#### ТЕКСТ ДОКУМЕНТА
Эма прорвался к мне и сказал: «Ну, ты-то сам понимаешь, что то, что ты читал, к поэзии никакого отношения не имеет. Тебе надо попробовать писать прозу».

После этого я уже спокойно печатал то, что писал. Сам никогда никуда не посылал, но, когда просили, давал. «Вот вам моя рукопись, условимся». По правде сказать, «уславливаться» приходилось только с журналом «Континент». Остальные эмигрантские издание гонораров не платили.

С «Континентом», который редактировали в Париже Владимир Максимов и Наталья Горбаневская у меня всегда были тесные отношения. Я начал печататься у них (статьи, эссе) уже в первый год эмиграции. А потом и стихи. Бродский был там членом редколлегии.

Помню, как после первой публикации моих стихов в «Континенте» он, вернувшись из Парижа, говорил: «Они там от твоих стихов кипятком писают». Тон при этом был очень довольный, ведь я был как бы его «открытием».

В 1985 году Игорь Ефимов в своем издательстве «Эрмитаж» выпустил мой первый сборник. В 1988 мне позвонила из Москвы редактор отдела поэзии журнала «Знамя» Ольга Ермолаева и попросила разрешения опубликовать у них большую подборку. С тех пор я печатался уже только на родине.

– Вы воспользовались советом Коржавина? Я не имею ввиду эссе и книжку о Бродском (о ней позже), писали ли Вы художественную прозу?

– Художественной прозы, за исключением двух-трех

незначительных ранних попыток, я никогда не писал. Дара рассказчика у меня нет.

Чем отличается прозаик от поэта? У прозаика значительно сильнее работает воображение. Поэт куда больше реалист, он регистрирует то, что есть здесь и сейчас. Хороший прозаик способен досконально вообразить действия и мысли воображаемых характеров в воображаемых обстоятельствах.

#### ИЗВЛЕЧЁННЫЕ СТРОКИ
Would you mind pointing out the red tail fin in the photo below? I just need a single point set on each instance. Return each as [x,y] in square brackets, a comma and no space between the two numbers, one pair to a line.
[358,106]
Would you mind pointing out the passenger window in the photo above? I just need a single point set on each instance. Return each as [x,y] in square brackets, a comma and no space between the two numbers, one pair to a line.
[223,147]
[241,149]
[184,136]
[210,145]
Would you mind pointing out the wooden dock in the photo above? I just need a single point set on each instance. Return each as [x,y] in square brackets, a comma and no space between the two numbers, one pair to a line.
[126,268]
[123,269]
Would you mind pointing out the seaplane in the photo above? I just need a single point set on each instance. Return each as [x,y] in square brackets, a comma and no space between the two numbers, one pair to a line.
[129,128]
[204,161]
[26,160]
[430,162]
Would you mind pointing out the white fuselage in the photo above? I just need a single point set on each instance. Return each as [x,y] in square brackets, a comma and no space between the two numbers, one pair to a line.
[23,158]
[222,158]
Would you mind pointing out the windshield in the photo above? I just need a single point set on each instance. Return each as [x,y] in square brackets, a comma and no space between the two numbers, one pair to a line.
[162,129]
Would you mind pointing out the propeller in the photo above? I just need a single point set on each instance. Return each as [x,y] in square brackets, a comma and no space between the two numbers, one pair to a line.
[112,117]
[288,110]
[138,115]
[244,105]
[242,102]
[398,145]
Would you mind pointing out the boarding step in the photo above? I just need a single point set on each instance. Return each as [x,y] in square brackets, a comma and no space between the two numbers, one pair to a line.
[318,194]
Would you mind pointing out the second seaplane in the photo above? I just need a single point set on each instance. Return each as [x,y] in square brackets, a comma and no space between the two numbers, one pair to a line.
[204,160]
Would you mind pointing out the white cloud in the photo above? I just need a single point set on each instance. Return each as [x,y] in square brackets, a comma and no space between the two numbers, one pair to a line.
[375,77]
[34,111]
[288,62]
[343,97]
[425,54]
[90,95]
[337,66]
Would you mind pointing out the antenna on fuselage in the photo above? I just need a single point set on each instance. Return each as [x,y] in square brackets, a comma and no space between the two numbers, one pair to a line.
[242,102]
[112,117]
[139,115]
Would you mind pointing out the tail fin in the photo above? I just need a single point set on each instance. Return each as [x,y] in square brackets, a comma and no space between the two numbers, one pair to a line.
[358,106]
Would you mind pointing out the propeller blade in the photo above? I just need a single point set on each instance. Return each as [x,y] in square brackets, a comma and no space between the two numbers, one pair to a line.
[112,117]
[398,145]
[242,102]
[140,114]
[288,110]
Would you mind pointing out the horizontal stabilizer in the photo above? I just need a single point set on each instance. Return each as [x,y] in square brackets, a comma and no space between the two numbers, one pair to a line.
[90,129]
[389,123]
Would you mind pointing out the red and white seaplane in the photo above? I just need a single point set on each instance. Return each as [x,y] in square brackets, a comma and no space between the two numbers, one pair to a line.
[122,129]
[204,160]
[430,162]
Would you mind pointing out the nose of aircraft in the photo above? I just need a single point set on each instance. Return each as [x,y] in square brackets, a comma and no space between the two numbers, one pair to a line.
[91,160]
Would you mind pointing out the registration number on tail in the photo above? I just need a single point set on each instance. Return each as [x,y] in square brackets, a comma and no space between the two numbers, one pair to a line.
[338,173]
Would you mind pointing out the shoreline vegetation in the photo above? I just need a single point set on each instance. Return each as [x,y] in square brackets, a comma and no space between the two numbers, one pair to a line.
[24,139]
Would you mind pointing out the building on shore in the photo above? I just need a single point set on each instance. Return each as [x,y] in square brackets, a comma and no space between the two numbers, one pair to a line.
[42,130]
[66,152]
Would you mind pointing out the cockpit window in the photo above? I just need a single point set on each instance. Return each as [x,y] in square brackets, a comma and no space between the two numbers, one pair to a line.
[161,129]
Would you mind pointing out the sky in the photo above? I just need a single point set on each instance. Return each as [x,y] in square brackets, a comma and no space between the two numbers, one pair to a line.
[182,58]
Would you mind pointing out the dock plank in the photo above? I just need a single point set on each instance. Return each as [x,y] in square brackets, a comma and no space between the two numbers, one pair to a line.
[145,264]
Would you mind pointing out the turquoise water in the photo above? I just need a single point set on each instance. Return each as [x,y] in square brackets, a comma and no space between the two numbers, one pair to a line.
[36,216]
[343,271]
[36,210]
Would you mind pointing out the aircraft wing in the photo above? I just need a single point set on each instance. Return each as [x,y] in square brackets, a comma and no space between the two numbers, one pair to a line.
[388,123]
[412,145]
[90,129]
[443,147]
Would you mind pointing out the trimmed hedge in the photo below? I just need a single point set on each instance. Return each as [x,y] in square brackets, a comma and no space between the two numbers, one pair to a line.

#### ЧТО ТРЕБУЕТСЯ
• A. Подсчитайте, сколько строк в приведённом выше наборе содержат слово «below», и укажите только это число.
• B. Напишите продолжение интервью о поэзии и прозе, начав сразу после его последнего предложения.

#### ИТОГОВЫЕ РЕЗУЛЬТАТЫ
• A. 2

• B.
То, что так живо описал Булгаков в »Театральном романе» – светящаяся изнутри коробочка, в которой движутся и говорят человечки. Нужен особый дар, чтобы ясно вообразить поведение человечков на протяжении значительного отрезка времени.

Я говорю о художественной прозе, основанной на вымысле, для чего в английском есть специальное слово – fiction. Вряд ли »Былое и думы» или писания Розанова не-художественны.

В последнее время мне доставляет все большее и большее удовольствие записывать свои воспоминания. Типично возрастное явление. При этом я значительно больше думаю о выборе и экономии слов, о ритме, о структуре отрывка, чем при сочинении стихотворения. Так что, наверное, это тоже род художества. Ведь что такое художество – по основному значению слова это ремесло, рукомесло.

Есть такая народная шутка: художник от слова худо. На самом деле худ в этом слове то же, что германское hand. Hand – рука, а также ремесленник, мастер, человек, умеющий делать свое дело.

– Есть две точки зрения. Первая заключается в том, что поэзия – высшая математика и пишущий должен овладеть всей суммой знаний, накопленной человечеством. Вторая – что талант – дело стихийное. Как Вы считаете, какой из этих точек зрения «полезнее» (или уместнее) самой поэзии?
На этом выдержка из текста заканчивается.